● **Work instruction**
Exact repetition of the data below is required.
[Start of section]
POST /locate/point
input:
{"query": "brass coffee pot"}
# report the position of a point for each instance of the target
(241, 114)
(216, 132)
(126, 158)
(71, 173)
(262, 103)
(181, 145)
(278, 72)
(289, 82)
[End of section]
● **Exercise response**
POST /locate/point
input:
{"query": "brass coffee pot"}
# report the position of a point for each instance of the target
(241, 114)
(216, 132)
(126, 158)
(71, 173)
(262, 103)
(181, 145)
(278, 72)
(289, 82)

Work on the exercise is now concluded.